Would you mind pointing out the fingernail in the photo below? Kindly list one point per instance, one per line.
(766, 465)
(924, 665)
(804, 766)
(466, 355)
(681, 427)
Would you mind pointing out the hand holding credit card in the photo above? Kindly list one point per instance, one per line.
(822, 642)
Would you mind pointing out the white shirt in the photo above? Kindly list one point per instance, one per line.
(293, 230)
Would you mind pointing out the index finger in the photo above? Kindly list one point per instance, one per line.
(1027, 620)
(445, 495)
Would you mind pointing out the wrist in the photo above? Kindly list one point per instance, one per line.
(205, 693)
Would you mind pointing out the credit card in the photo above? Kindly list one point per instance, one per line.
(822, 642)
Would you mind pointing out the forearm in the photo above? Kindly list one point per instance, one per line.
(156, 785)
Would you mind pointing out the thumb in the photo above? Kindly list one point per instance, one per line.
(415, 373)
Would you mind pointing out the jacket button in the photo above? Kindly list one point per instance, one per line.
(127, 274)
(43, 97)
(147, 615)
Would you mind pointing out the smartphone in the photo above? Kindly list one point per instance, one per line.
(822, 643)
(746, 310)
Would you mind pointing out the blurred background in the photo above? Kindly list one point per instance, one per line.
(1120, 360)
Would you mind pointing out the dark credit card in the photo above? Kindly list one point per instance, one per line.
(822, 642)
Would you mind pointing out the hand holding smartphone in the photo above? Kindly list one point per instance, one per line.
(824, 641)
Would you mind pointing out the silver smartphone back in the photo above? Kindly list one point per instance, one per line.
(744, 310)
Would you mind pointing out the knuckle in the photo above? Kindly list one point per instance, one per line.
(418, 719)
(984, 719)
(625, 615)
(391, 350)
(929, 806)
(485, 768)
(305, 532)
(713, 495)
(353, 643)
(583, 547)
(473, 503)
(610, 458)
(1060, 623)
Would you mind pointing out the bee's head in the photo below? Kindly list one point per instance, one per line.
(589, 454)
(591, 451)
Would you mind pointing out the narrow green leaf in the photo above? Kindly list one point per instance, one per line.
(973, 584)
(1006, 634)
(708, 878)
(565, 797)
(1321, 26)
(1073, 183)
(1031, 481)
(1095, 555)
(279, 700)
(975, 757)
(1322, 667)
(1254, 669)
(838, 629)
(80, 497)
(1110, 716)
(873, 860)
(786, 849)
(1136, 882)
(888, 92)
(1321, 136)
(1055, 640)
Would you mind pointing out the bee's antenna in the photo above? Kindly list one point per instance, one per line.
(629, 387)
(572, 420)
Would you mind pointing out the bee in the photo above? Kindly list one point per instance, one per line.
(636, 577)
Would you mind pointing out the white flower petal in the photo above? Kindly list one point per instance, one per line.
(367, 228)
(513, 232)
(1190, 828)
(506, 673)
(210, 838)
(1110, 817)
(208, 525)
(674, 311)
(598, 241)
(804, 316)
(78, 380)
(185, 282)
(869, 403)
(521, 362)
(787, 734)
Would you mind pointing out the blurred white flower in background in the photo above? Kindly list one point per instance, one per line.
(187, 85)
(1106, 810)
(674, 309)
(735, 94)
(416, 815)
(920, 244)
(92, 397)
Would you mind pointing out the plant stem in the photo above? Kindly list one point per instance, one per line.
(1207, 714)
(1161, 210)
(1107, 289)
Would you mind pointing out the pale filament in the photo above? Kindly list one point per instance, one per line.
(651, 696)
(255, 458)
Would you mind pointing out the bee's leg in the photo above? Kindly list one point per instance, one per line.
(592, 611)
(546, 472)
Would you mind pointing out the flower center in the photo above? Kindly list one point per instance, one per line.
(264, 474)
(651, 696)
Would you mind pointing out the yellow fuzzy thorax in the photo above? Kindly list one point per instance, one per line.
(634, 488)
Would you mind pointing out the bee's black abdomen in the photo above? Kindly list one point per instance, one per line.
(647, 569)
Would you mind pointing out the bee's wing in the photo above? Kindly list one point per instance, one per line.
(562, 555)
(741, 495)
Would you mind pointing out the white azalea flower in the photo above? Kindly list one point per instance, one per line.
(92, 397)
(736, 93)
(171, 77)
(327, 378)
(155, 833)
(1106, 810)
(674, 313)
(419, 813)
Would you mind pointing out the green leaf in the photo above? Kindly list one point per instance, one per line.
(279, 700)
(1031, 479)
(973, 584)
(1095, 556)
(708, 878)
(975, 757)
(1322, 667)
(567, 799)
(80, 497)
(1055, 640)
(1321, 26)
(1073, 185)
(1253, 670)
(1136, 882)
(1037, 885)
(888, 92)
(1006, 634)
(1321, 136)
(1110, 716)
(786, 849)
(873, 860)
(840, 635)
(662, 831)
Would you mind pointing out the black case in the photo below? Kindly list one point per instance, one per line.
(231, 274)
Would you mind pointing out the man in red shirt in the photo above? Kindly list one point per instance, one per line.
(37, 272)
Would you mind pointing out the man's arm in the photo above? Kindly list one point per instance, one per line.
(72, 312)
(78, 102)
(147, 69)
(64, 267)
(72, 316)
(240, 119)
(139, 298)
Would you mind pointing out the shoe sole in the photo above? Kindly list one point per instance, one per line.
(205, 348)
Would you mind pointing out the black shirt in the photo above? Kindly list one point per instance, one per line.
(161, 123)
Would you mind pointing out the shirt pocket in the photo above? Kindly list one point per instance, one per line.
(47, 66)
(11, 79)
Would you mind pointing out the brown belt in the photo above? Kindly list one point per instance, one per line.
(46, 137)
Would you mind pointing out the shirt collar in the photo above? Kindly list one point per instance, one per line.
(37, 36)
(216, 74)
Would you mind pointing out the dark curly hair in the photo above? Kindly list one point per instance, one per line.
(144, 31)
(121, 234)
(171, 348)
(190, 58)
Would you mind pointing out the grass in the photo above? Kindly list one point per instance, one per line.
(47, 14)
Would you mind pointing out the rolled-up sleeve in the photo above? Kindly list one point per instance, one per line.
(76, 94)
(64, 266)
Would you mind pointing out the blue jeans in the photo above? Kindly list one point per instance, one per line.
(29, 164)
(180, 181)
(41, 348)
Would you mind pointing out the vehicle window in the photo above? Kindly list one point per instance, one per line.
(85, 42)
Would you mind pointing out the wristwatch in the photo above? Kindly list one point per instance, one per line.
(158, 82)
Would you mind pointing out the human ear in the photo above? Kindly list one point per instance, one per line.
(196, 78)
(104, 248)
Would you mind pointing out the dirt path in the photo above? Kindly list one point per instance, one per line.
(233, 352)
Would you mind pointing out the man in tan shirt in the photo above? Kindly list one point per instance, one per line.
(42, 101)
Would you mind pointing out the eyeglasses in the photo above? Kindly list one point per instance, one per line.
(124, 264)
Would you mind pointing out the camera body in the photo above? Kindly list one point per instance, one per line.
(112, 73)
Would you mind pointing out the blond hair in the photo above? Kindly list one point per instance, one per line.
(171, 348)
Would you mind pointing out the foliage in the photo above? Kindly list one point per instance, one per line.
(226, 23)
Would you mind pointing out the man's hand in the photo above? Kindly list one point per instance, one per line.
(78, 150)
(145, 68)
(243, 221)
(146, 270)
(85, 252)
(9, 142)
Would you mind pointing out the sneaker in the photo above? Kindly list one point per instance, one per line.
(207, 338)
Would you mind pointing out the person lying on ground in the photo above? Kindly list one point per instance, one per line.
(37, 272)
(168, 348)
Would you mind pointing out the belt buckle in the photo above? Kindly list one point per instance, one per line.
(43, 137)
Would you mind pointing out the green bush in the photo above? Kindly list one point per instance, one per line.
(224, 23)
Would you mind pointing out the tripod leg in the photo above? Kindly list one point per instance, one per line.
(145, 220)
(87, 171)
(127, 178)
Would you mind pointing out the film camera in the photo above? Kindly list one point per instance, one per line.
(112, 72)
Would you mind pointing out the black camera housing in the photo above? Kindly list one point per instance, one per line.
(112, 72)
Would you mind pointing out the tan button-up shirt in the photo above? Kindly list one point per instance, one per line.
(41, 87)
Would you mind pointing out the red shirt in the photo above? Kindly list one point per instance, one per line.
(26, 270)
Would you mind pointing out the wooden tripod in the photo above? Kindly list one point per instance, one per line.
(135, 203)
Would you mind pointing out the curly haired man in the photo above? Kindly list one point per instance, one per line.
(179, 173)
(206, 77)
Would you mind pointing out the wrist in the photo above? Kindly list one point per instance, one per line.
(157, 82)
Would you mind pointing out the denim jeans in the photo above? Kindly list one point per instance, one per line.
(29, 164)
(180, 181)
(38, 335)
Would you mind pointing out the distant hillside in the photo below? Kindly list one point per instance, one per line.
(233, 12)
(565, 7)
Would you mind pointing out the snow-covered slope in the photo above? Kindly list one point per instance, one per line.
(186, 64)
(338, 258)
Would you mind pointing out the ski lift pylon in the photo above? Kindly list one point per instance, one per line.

• [AIM OF THE TASK]: Reproduce exactly the lines from the one containing "Would you mind pointing out the sneaker" through the last line of the records above, including both, and nothing else.

• [RESULT]:
Would you mind pointing out the sneaker in the photo above? Kindly list one point per instance, one per line.
(207, 338)
Would you mind pointing out the person lying on ground in the photo above? Kindly list one point per instance, one per line.
(37, 272)
(168, 348)
Would you mind pointing out the belt buckle in the photo above? Kindly list one point per instance, one per line.
(43, 137)
Would you mind pointing out the green bush in the photo above? Kindly list one point per instance, one per line.
(224, 23)
Would you mind pointing out the tripod leg in the photo above? Kindly list one point per instance, one per line.
(145, 220)
(87, 171)
(127, 178)
Would you mind pointing out the film camera in the photo above? Kindly list one point per instance, one per line.
(112, 72)
Would you mind pointing out the black camera housing in the photo above? Kindly list one point per instance, one per line.
(112, 72)
Would you mind pointing out the tan button-up shirt in the photo above? Kindly list one point per instance, one per line.
(41, 87)
Would you mind pointing out the red shirt in the photo above? Kindly list one point per instance, one per line.
(26, 270)
Would you mind pointing out the wooden tripod in the photo above? Kindly list one point per instance, one per line.
(135, 203)
Would you mind pointing out the curly haired man in the photo above? Kindly list one point per instance, one per line.
(179, 173)
(206, 77)
Would you mind pointing out the wrist in the photo above? Kindly list one point per instance, one per line.
(157, 82)
Would you mind pointing out the denim jeans in the photo above? Kindly list one point per instance, one per line.
(29, 164)
(180, 181)
(38, 335)
Would you mind pointing out the distant hillside in the photo below? Kindly list one point per instance, one per line.
(233, 12)
(565, 7)
Would you mind pointing out the snow-covered slope in the photo above? Kindly list one point per instance, one per line.
(186, 64)
(338, 258)
Would you mind pointing out the ski lift pylon in the photo above? Kindly list one point per instance, one per line.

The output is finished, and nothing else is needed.